Extracted records:
# # #
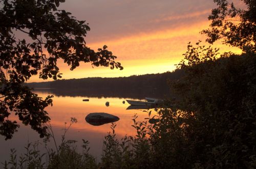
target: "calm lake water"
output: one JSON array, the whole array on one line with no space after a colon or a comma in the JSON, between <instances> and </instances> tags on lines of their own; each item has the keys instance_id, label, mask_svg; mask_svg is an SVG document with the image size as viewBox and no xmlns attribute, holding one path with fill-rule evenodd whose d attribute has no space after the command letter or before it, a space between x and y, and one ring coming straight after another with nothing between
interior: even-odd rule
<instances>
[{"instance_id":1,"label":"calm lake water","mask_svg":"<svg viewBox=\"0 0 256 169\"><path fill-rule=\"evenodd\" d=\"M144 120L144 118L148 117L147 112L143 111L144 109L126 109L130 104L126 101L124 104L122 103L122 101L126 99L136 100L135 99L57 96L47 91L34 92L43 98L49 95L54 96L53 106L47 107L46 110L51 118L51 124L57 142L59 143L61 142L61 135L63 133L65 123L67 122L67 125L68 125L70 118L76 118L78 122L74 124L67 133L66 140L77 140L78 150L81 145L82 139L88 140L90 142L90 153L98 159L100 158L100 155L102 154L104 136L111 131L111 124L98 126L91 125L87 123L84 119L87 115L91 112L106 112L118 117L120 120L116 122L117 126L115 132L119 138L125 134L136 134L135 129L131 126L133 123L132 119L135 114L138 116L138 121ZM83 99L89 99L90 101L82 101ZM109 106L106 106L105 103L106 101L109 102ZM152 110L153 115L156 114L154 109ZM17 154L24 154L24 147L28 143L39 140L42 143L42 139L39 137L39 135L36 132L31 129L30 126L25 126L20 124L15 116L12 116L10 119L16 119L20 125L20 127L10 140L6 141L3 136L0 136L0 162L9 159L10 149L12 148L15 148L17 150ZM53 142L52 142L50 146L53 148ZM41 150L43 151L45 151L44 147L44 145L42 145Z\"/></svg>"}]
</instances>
# # #
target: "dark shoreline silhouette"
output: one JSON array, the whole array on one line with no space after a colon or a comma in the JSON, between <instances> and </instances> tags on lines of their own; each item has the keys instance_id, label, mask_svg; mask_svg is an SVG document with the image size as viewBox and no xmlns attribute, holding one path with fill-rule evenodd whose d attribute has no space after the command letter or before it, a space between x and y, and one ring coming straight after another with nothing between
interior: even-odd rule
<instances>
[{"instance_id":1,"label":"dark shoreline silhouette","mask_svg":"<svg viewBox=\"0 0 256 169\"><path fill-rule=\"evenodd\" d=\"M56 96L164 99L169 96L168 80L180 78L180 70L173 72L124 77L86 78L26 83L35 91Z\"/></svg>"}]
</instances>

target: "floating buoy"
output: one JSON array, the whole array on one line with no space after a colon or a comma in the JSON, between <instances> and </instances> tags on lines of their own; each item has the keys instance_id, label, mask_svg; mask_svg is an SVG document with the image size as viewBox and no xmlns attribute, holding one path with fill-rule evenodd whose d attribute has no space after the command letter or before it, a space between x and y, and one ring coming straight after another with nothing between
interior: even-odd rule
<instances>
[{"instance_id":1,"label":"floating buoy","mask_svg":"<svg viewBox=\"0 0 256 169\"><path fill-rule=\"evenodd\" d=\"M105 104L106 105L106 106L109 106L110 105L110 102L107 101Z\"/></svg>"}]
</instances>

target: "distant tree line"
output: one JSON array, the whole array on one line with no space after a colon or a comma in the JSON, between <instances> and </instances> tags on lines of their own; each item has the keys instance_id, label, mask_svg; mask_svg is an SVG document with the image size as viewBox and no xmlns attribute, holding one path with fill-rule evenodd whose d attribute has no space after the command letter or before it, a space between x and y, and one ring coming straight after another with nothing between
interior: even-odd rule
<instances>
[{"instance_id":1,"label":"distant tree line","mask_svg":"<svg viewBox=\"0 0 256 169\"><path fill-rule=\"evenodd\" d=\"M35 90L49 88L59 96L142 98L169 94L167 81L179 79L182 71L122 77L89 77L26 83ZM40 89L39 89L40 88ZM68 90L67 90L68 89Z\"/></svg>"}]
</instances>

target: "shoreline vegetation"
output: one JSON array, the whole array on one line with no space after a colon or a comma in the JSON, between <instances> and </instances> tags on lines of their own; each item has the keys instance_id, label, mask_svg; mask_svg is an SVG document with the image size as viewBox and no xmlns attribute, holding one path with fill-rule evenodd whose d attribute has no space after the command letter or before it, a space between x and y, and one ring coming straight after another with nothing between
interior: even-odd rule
# # #
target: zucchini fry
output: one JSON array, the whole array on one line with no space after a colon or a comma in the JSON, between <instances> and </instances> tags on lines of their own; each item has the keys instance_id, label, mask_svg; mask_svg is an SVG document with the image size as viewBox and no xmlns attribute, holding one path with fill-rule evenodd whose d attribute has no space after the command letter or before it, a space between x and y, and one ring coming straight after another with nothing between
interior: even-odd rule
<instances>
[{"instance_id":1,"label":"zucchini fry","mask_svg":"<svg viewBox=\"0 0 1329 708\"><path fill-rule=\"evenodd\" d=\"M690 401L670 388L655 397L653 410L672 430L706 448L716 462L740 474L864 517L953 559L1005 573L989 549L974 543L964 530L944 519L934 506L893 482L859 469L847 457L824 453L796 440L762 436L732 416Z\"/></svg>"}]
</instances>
# # #
### WHAT TO WORK ON
Please return each line of the listing above that contains the string "target", matching case exactly.

### RESULT
target: "calm lake water"
target: "dark shoreline silhouette"
target: "floating buoy"
target: "distant tree line"
target: "shoreline vegetation"
target: zucchini fry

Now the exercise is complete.